> **TEXT UNDER STUDY**:

    1. Yes, actually the question is whether the Mr. Wilson had sufficient capacity to be convicted of murder at all. Basic criminal convictions in the United States (with a few exceptions, murder not among them) require not only proof that the defendant commited the act but that they did so with Mens Rae or criminal intent. This creates a problem where you are dealing with people who have diminished mental capacities. It becomes a key question for the court if the accused has the capacity to understand the crime they’ve committed. In this case the problem is that the court never even considered Mr. Wilson’s capacity for mens rae and so leaves the question open as to his legal guilt.

    2. Gabriel poses the right question, at least from a narrow lawyer’s point of view. Mental capacity defenses (insanity and stupidity) are a damned difficult problem. One could argue that any murderer must be suffering from diminished mental capacity. It’s a good argument, but it proves way too much. So where to draw the line?

      There is one sharp line for insanity: the M’Naughten test: i.e., the accused doesn’t know that their act is murder. It may be way too narrow (I think it is), but is the only thing that doesn’t disintegrate into a smell test. I don’t know if there is anything similar for stupidity, although the common law uses an age cutoff for criminality, which might be a proxy for stupidity.

      Based on Harold’s post, Marvin Wilson seems to pass the M’Naughten test: a six-year old knows from violence. He may also pass an IQ-based version of the age cutoff test. (IIRC, the common-law age was about 7 or so!) In other words, common-law reasoning supports the Texas approach. So Marvin Wilson’s lawyers probably presented a mens rea test, and the jury didn’t buy it. (Although maybe you can’t presume much of a Texas death penalty lawyer.)

      All of which goes to show, I suppose, that the law is an ass. But the reasoning is not incomprehensible.

    1. IQ tests are bull. They are based on mathematical models that admit an uncountable number of solutions, all with equal mathematical validity. The particular solution chosen has much the flavor of a “just-so” story.

      That said, the tests are scored in a way that makes them most precise (in the sense of score variance) near the mean, with increasing uncertainty towards both extremes. Because the models are so ill-defined I don’t believe it is possible to discuss test accuracy or mean squared error (the total of score variance and the squared bias) in any meaningful way.

> **DATASET CONTENT**:
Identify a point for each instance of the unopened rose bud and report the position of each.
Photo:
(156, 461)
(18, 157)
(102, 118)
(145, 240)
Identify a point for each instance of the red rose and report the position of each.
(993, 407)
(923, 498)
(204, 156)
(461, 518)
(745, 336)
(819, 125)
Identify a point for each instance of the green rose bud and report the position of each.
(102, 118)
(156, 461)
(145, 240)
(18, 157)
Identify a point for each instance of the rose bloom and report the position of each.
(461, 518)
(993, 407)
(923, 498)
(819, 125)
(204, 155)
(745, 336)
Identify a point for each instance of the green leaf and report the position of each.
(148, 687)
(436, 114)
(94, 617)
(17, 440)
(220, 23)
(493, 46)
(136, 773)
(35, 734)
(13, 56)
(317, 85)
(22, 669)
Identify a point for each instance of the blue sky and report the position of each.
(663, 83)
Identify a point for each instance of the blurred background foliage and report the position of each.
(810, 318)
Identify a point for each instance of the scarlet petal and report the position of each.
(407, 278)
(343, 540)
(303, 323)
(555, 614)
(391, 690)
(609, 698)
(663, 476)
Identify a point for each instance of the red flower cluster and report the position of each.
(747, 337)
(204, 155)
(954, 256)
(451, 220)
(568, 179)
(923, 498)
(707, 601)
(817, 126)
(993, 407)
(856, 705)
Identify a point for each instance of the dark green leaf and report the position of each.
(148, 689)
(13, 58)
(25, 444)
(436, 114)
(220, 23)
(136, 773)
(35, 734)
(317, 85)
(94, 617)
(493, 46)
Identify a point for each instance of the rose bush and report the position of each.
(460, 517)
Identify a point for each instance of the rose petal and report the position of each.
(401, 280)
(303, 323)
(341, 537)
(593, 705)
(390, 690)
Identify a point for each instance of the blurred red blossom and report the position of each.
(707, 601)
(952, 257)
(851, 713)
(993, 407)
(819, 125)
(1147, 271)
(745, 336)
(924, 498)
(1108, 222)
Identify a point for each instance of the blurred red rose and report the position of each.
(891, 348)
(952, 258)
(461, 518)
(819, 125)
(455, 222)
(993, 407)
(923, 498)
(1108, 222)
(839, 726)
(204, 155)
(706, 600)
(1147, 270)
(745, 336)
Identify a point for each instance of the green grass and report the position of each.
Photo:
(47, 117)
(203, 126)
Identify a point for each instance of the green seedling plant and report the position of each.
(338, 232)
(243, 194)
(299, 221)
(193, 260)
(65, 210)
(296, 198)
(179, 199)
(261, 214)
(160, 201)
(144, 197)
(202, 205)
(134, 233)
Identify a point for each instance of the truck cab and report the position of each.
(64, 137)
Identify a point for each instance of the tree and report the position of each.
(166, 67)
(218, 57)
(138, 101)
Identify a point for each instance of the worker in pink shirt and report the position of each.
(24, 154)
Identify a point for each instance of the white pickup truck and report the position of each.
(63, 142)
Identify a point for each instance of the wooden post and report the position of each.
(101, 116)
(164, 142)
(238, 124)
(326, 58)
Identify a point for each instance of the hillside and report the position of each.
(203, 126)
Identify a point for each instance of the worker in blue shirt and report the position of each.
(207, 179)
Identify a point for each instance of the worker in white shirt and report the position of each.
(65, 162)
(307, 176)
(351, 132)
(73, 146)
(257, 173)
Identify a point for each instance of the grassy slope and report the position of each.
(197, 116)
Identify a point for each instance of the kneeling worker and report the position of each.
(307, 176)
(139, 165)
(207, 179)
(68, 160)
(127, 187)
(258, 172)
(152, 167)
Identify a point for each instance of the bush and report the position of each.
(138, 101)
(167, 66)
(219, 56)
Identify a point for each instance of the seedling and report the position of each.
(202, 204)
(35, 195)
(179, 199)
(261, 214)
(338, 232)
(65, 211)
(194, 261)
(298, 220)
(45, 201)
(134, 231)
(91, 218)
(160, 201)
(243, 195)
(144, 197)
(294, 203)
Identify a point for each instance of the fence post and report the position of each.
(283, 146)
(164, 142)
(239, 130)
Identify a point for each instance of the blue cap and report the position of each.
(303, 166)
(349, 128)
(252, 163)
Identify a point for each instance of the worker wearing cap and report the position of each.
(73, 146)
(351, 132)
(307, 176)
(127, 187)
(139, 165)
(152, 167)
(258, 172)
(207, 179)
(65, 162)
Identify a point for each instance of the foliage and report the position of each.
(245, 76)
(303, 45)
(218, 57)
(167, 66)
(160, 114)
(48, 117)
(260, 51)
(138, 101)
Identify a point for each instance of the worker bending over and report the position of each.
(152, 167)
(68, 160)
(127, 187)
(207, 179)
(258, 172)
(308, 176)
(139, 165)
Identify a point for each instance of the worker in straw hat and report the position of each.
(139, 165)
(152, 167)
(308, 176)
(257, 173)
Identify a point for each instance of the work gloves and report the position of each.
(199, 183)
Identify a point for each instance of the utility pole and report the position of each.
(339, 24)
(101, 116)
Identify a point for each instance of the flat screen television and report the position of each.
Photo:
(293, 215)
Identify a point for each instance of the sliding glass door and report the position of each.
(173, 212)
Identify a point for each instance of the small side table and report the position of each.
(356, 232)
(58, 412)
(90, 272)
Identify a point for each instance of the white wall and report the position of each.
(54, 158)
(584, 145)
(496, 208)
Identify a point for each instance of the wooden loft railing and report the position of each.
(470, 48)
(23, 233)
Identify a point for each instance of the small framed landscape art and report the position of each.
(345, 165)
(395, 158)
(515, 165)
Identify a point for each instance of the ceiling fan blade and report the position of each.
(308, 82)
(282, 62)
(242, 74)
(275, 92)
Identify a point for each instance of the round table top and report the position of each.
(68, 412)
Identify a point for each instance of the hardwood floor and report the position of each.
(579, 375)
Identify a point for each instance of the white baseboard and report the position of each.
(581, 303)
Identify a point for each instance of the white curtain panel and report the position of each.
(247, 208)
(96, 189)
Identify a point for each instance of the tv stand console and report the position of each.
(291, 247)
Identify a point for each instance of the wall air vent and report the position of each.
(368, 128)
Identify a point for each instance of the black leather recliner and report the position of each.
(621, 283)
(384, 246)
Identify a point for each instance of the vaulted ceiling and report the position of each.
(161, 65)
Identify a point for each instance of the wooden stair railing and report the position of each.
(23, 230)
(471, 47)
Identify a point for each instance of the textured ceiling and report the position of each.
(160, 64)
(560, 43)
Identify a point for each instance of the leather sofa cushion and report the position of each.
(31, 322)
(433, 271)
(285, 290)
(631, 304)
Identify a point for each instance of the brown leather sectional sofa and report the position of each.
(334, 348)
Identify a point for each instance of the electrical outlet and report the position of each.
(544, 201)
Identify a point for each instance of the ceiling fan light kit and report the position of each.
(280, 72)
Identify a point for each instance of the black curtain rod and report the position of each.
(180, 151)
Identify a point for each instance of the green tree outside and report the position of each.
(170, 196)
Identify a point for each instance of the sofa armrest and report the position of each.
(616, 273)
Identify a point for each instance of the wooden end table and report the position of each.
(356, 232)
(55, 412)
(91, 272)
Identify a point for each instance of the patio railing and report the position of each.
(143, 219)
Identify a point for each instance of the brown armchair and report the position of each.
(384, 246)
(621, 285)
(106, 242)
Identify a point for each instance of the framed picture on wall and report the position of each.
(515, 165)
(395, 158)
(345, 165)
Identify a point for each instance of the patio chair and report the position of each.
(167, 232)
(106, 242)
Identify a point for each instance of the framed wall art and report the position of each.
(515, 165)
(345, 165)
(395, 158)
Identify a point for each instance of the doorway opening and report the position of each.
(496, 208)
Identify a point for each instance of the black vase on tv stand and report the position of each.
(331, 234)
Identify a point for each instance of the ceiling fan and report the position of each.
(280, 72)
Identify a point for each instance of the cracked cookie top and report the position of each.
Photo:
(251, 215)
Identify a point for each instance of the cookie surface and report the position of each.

> **ACTIVITY**:
Reproduce verbatim the passage of the Marvin Wilson discussion that begins with the words containing "All of which" and ends with "any meaningful way.".

> **TASK SOLUTION**:
All of which goes to show, I suppose, that the law is an ass. But the reasoning is not incomprehensible.

    1. IQ tests are bull. They are based on mathematical models that admit an uncountable number of solutions, all with equal mathematical validity. The particular solution chosen has much the flavor of a “just-so” story.

      That said, the tests are scored in a way that makes them most precise (in the sense of score variance) near the mean, with increasing uncertainty towards both extremes. Because the models are so ill-defined I don’t believe it is possible to discuss test accuracy or mean squared error (the total of score variance and the squared bias) in any meaningful way.